══ Extracted data ══
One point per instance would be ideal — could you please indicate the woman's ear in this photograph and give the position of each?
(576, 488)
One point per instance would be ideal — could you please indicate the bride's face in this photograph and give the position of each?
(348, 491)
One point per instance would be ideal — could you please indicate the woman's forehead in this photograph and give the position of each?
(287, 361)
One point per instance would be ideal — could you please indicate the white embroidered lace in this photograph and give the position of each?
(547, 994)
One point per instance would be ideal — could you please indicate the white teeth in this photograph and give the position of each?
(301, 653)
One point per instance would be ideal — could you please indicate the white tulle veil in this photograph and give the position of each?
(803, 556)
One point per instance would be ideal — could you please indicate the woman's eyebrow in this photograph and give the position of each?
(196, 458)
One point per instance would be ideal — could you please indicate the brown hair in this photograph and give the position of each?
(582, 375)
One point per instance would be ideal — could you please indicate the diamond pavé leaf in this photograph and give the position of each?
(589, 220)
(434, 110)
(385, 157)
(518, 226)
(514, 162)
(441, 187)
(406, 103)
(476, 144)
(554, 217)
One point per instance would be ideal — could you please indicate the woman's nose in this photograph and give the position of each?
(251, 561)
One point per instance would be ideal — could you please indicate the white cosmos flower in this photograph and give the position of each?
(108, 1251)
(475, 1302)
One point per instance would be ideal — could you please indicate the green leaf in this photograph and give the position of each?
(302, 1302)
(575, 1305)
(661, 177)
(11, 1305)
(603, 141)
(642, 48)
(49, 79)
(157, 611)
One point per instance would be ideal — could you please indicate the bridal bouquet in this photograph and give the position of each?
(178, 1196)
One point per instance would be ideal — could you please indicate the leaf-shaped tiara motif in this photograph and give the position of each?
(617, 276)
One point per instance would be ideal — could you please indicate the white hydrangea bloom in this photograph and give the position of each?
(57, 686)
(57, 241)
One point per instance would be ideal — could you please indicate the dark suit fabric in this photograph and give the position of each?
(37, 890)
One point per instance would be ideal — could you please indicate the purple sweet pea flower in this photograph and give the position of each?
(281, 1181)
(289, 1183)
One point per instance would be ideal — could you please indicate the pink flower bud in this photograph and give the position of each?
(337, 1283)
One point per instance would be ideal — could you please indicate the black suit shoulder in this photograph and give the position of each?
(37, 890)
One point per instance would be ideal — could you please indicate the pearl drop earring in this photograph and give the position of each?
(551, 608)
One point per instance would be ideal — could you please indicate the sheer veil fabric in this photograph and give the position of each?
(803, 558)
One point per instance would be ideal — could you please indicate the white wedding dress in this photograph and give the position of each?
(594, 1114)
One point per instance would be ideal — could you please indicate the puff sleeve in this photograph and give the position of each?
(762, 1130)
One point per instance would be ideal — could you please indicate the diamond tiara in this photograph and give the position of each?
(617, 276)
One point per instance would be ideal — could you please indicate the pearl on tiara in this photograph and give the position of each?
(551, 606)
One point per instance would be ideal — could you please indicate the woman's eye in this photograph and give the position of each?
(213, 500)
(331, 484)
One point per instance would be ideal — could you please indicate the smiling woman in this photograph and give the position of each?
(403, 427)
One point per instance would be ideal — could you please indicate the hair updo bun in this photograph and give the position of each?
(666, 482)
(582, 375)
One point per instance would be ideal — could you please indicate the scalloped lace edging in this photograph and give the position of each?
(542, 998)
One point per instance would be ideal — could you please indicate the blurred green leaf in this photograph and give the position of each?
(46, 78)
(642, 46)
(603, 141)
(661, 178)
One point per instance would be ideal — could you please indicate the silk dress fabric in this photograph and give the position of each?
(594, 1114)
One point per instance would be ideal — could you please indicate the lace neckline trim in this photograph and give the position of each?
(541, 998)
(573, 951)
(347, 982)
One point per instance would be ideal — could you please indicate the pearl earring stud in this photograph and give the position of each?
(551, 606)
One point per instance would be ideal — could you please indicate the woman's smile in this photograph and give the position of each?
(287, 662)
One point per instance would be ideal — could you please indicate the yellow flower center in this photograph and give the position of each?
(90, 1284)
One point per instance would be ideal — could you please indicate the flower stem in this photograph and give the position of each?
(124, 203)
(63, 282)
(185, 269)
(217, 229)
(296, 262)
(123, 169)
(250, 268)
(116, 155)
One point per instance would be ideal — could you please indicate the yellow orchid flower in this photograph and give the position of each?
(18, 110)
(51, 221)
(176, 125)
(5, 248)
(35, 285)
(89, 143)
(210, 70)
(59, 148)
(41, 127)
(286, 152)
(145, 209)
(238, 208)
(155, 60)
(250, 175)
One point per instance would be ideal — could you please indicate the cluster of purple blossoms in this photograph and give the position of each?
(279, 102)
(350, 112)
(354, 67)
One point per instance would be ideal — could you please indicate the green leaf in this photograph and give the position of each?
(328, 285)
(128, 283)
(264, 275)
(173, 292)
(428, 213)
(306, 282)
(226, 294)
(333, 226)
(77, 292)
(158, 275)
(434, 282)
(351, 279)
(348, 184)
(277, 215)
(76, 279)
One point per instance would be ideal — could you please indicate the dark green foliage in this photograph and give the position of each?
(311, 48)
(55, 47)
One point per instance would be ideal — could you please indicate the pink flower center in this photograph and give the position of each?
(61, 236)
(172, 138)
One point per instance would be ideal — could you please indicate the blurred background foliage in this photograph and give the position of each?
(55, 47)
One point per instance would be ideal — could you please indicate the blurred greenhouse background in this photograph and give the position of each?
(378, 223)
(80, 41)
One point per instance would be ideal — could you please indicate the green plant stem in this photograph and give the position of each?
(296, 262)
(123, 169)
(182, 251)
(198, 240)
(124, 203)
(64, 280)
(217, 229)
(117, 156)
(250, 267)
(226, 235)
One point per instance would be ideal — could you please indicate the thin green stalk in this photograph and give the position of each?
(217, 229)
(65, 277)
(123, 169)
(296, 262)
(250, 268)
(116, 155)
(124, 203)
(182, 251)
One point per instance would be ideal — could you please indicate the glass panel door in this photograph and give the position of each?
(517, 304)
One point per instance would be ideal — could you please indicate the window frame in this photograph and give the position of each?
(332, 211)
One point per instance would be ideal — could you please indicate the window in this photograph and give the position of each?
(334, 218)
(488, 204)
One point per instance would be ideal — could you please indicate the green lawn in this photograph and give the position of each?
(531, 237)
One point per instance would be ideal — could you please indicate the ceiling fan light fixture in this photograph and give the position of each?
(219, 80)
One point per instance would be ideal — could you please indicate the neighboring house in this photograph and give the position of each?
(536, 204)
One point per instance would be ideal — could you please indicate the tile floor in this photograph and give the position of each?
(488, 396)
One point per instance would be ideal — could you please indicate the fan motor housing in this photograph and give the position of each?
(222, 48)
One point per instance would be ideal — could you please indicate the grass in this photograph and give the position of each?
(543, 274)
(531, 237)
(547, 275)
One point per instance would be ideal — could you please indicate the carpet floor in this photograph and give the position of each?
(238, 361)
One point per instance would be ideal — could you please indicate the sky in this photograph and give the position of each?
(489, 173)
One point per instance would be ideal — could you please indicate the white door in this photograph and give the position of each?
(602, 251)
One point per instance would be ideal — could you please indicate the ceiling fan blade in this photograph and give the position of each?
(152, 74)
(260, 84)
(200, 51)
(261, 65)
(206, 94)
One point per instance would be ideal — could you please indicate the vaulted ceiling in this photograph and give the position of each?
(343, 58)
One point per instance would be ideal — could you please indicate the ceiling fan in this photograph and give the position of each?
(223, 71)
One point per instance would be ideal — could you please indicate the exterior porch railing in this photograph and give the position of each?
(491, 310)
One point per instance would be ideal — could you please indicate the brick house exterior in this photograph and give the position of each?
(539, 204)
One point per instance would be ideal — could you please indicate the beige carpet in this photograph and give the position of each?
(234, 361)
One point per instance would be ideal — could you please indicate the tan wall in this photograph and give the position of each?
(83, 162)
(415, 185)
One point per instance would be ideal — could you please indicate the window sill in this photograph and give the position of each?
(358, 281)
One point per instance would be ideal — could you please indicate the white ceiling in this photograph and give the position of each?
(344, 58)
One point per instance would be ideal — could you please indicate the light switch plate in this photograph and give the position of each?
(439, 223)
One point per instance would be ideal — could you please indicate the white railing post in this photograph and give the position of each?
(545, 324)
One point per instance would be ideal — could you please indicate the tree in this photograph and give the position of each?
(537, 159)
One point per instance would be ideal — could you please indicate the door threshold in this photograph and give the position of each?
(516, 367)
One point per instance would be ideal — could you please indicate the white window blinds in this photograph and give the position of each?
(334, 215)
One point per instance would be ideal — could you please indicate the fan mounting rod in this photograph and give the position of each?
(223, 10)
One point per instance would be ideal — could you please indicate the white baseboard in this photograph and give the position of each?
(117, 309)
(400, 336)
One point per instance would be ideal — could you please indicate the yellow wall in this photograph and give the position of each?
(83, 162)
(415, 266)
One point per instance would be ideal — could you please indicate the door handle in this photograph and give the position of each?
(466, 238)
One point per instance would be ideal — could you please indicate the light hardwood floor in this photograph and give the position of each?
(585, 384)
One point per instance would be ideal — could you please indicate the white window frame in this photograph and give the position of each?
═══
* **The problem**:
Your answer must consist only of the lines from the one with "the white railing" through the final line of the entries, each retyped exactly.

* **Answer section**:
One point per instance would be ideal — could you please indicate the white railing post in this photograph and give the position of each?
(545, 324)
One point per instance would be ideal — could you please indicate the tree in this photograph and give the position of each?
(537, 159)
One point per instance would be ideal — could you please indicate the door threshold in this photograph and give the position of each?
(516, 367)
One point per instance would be ideal — could you please indicate the white window blinds in this photograph and give the position of each?
(334, 215)
One point per instance would be ideal — could you please indicate the fan mounting rod in this photograph and give the position of each?
(223, 10)
One point per instance would be ideal — could you please indicate the white baseboard in this photograph and give the position of each?
(117, 309)
(400, 336)
One point per instance would be ideal — could you please indicate the yellow wall in this photograph and give the position of each?
(83, 162)
(415, 266)
One point per instance would be ideal — could you please indicate the door handle in this photograph and give the position of each?
(466, 238)
One point per instance would be ideal — could you please indicate the light hardwood floor in this photograph and give the position of each?
(585, 384)
One point per instance would be ideal — could you please indicate the white window frame in this photograph and give the position of each?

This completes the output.